**Assignment:** Your task is to print all of the data word for word.

**Material shown:**
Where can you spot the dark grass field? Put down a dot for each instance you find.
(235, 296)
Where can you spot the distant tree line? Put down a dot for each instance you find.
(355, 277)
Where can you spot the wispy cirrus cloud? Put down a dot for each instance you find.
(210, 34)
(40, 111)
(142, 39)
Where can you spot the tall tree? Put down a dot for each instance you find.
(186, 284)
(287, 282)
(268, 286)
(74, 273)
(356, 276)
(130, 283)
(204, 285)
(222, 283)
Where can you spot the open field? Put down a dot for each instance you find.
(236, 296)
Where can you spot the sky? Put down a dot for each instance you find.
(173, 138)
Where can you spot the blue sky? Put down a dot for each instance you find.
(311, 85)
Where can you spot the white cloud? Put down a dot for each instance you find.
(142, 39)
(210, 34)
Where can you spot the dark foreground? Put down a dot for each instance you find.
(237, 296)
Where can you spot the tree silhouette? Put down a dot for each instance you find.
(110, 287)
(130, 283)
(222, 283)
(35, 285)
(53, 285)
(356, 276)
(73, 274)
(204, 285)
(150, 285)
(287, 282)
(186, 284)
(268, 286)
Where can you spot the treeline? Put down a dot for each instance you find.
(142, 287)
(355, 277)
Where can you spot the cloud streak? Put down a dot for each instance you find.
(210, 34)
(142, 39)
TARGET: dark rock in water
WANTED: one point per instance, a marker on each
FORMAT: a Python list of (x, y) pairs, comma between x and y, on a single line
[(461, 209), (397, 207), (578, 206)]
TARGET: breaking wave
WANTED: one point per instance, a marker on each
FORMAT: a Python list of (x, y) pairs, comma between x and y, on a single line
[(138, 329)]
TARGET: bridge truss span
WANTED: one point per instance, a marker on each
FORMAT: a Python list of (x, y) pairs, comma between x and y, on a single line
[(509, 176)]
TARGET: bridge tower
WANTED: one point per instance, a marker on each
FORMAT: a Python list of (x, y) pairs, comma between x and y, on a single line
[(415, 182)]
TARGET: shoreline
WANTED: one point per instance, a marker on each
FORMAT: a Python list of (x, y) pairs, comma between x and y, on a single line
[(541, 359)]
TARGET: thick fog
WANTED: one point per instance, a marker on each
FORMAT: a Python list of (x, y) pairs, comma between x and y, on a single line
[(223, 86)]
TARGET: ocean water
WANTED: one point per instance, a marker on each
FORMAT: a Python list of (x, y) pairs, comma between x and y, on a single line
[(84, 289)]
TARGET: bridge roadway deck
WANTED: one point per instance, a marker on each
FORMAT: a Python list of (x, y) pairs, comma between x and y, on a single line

**Output below:**
Where can you spot the dark grass field? Put down a dot for each instance you find.
(235, 296)
Where can you spot the distant tree line? Put down a dot for each instance you find.
(355, 277)
Where can you spot the wispy cirrus cloud? Put down a dot for each instance you find.
(210, 34)
(40, 111)
(142, 39)
Where can you spot the tall tree? Put down a dot for each instance you find.
(186, 284)
(287, 282)
(268, 286)
(74, 273)
(356, 276)
(130, 283)
(204, 285)
(222, 283)
Where can you spot the open field? Put down a dot for each instance you find.
(236, 296)
Where can you spot the sky? Put down a dot for each instance you find.
(173, 138)
Where can you spot the blue sky? Put down a dot for each instance you find.
(311, 85)
Where can you spot the white cloud? Put down a dot for each instance you find.
(142, 39)
(210, 34)
Where can you spot the dark foreground? Put down a dot for each instance you find.
(237, 296)
Where can you spot the tree silhouette? Put down a dot for each instance you find.
(110, 287)
(130, 283)
(222, 283)
(35, 285)
(53, 285)
(356, 276)
(73, 274)
(204, 285)
(150, 285)
(287, 282)
(186, 284)
(268, 286)
Where can you spot the treeline? Put down a dot for each instance you find.
(142, 287)
(355, 277)
Where can you spot the cloud streak? Put down a dot for each instance you find.
(210, 34)
(142, 39)
TARGET: dark rock in water
WANTED: one point per instance, a marker on each
FORMAT: a Python list of (x, y) pairs, comma between x and y, on a single line
[(461, 209), (397, 207), (578, 206)]
TARGET: breaking wave
WANTED: one point per instance, a marker on each
FORMAT: a Python list of (x, y) pairs, comma between x and y, on a single line
[(138, 329)]
TARGET: bridge truss span
WANTED: one point per instance, a marker on each
FORMAT: a Python list of (x, y) pairs, comma between x and y, on a single line
[(509, 176)]
TARGET: bridge tower
WANTED: one point per instance, a marker on each
FORMAT: a Python list of (x, y) pairs, comma between x and y, on a single line
[(415, 182)]
TARGET: shoreline
WANTED: one point per instance, a marker on each
FORMAT: a Python list of (x, y) pairs, comma between x and y, on a single line
[(541, 359)]
TARGET: thick fog
WANTED: one point per instance, a marker on each
FORMAT: a Python list of (x, y) pairs, comma between x and y, on a single line
[(223, 86)]
TARGET: ocean water
WANTED: one point per instance, a marker on each
FORMAT: a Python list of (x, y) pairs, comma between x and y, on a single line
[(84, 289)]
TARGET: bridge roadway deck
WANTED: one point per instance, a marker on each
FORMAT: a Python list of (x, y) pairs, comma between x and y, on a single line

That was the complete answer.